[GOAL OF THE EXERCISE]:
Transcribe the part of the conference write-up between "This blog post" and "make everything instant.", inclusive.

Future of Web Design - May 2012 - Day 1
By Mike Street
In the middle of May, I attended my first big web conference – the Future of Web Design. I’ve been to a few small-scale conferences before, but never one of the big boys. I always wanted to go to one, as the people you meet there are fab, the talks are great and the food is wonderful – or so I always thought.
The Future of Web Design was no exception and lived up to my every expectation, and then went further. Each talk was amazing, and speakers knew their stuff. And the food was exceptional – weird at times, but exceptional!
This blog post is more of a personal note to me. Something I can look back on as I my notes are somewhat rubbish. So I’m writing them up ASAP, while I can still remember what they mean...
First to the stage was Brendan Dawes, with his talk on Notes on Design. It was a brilliant opening talk as he discussed notes from his little black book of design.
- Design should remind you of something you’ve never seen
- Obsess over you designs – Brendan was telling us about how he spent £30 on a blackwing 602 pencil
- Look for punctuation in normal things – the time it takes to open a bottle of water is perfect, not to long nor is it to quick. Think about these things when making websites – don’t make everything instant.
- Make things. But make things better
He showed pictures of little side projects he’d done, mini circuit boards that connected to the Internet – one of my favorite quotes was “Ethernet is not internet, but possibilities.”
One thing I’ve always thought, which Mr. Dawes put into much nicer words was ‘Too much knowledge is a dangerous thing – but you need it eventually’. Don’t let what you know get in the way, be naïve towards things and you’ll discover wonders.
“Own what it is that makes you different, bring you to the project and not someone else.”
Brendan Dawes finished with a final quote, which really hit home with the last couple of projects I’ve been working on.
“It took me a long time to get to the top of the empire state building. It was uncomfortable and I was unhappy.
But all was forgotten when I saw the view.”
The next talk I headed to was on the Rising Stars stage – The UX of HTML5 by Joe Leech. This talk was absolutely packed, and I was forced to stand at the back of the room. Joe concentrated on forms, and specifically the extra functions HTML5 has given us. The running theme of the talk, however, was “Just because you can, doesn’t mean you should.”
His first point was about the range box. Only use it for small numerical increments, as people don’t realize you can type straight into the text box area whereas developers do. This is because people are used to the select box, where you can only use the arrow to the right.
He also pointed out about the required field asterisk – after doing several user tests, people often asked what they meant. Instead of noting the required fields, you should write what fields are optional. People will fill out the field until they reach a stop point, and putting optional underneath the field creates one. The users prefer to be told they don’t need to, rather than being told they have to.

[RECORDED INFORMATION]:
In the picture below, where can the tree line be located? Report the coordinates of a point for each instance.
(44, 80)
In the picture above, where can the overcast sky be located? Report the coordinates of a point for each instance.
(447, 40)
--
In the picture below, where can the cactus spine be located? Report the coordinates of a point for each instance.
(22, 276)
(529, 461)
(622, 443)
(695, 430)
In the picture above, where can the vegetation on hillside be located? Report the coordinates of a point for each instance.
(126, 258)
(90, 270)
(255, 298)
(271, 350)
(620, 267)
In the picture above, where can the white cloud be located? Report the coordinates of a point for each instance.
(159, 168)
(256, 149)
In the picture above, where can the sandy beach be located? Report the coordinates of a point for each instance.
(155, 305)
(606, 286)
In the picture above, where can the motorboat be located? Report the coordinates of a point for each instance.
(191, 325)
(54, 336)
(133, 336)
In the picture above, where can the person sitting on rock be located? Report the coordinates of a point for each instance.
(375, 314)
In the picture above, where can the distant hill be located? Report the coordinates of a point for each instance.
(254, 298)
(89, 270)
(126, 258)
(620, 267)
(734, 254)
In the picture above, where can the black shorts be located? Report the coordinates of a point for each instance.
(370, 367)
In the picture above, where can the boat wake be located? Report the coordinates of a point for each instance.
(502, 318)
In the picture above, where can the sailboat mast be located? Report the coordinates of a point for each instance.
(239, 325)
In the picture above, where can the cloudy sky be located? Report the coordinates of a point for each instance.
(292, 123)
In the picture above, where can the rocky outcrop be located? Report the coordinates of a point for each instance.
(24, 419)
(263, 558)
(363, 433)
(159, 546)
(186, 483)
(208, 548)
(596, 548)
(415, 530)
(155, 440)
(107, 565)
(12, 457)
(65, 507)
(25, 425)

[FULL SOLUTION]:
This blog post is more of a personal note to me. Something I can look back on as I my notes are somewhat rubbish. So I’m writing them up ASAP, while I can still remember what they mean...
First to the stage was Brendan Dawes, with his talk on Notes on Design. It was a brilliant opening talk as he discussed notes from his little black book of design.
- Design should remind you of something you’ve never seen
- Obsess over you designs – Brendan was telling us about how he spent £30 on a blackwing 602 pencil
- Look for punctuation in normal things – the time it takes to open a bottle of water is perfect, not to long nor is it to quick. Think about these things when making websites – don’t make everything instant.